═════ Task material

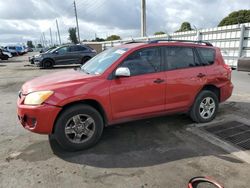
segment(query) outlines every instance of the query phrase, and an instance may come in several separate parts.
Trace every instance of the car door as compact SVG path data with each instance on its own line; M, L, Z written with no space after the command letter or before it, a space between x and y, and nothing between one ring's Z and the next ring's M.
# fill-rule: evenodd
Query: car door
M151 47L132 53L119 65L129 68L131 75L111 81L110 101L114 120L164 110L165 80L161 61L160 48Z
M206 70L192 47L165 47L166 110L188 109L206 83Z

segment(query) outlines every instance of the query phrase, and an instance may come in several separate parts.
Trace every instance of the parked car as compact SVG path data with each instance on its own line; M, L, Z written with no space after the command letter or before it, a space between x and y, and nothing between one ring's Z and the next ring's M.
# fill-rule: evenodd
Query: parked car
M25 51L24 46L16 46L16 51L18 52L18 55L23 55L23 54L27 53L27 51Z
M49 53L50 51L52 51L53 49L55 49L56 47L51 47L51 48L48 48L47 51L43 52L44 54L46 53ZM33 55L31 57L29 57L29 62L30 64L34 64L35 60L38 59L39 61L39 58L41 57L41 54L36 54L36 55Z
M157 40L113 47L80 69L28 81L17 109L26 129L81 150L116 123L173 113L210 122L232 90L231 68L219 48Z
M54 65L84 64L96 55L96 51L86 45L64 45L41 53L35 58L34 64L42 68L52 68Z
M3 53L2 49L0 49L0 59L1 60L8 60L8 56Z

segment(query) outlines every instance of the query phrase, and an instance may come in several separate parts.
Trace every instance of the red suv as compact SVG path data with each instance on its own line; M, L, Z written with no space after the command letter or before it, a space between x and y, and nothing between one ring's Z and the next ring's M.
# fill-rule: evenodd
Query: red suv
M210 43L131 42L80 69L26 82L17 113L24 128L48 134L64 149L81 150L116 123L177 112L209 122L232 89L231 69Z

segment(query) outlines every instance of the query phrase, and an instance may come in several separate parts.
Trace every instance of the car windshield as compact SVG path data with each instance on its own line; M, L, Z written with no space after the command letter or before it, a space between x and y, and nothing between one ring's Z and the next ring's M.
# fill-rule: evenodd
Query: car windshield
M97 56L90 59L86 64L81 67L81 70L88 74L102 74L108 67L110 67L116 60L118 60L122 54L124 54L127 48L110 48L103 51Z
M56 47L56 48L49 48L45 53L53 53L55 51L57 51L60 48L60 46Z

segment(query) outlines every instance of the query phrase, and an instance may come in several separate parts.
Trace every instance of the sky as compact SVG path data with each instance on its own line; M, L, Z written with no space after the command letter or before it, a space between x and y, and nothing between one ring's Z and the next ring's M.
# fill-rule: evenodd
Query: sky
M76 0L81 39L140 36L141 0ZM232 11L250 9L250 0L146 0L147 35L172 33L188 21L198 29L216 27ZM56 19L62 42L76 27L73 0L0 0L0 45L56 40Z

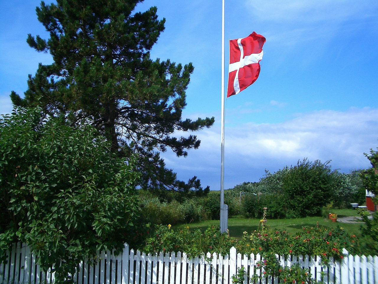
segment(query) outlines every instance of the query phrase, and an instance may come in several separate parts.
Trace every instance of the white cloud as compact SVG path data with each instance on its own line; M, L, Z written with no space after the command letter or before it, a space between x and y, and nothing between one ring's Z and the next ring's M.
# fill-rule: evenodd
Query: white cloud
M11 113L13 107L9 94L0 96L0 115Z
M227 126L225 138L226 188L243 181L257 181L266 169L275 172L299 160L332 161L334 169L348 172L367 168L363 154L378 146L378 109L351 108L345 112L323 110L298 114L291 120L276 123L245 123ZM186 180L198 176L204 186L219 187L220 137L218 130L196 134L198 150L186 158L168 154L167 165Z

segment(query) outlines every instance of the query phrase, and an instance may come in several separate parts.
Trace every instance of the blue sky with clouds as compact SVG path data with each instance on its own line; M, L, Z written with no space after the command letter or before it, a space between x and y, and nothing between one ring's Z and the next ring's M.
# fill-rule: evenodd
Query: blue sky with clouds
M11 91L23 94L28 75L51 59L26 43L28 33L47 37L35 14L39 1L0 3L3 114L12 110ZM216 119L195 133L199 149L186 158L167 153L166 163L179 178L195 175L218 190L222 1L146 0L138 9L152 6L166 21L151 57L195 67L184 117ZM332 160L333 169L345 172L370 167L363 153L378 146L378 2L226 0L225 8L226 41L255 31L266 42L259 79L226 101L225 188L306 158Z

══════════
═════ Task material

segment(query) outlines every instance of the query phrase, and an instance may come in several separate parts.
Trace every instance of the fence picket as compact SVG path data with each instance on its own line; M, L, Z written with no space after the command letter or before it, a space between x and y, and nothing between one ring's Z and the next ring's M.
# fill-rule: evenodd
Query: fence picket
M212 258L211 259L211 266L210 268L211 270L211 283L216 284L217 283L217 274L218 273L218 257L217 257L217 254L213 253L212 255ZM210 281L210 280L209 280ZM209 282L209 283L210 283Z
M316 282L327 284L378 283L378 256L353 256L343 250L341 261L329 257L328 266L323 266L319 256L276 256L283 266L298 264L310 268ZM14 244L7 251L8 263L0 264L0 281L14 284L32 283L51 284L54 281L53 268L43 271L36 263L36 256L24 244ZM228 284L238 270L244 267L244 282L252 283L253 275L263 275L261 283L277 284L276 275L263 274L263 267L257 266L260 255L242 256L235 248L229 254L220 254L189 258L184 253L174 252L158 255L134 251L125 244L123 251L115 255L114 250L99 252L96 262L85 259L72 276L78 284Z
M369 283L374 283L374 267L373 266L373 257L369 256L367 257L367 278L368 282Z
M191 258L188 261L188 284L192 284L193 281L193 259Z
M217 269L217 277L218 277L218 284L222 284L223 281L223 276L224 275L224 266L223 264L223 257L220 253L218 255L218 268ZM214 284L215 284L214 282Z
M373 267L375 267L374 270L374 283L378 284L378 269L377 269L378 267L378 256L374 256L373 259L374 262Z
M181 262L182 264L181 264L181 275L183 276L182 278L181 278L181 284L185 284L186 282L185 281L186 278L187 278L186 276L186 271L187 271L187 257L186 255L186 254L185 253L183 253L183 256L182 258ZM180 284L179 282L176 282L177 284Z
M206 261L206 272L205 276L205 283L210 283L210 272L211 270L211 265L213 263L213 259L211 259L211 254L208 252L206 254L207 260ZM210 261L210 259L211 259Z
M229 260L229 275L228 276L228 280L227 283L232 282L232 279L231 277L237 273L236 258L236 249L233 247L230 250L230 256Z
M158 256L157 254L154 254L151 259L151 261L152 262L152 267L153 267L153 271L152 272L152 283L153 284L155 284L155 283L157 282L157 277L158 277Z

══════════

Exercise requirements:
Please pull out each line of the data above that contains the string "fence". Case counts.

Output for this task:
Trace every instance of the fence picket as compact SVG path data with each instance on its own line; M, L, Z written with no space after the command letter or before it, a space between x and y, and nothing between one ring's Z and the next ring's M.
Query: fence picket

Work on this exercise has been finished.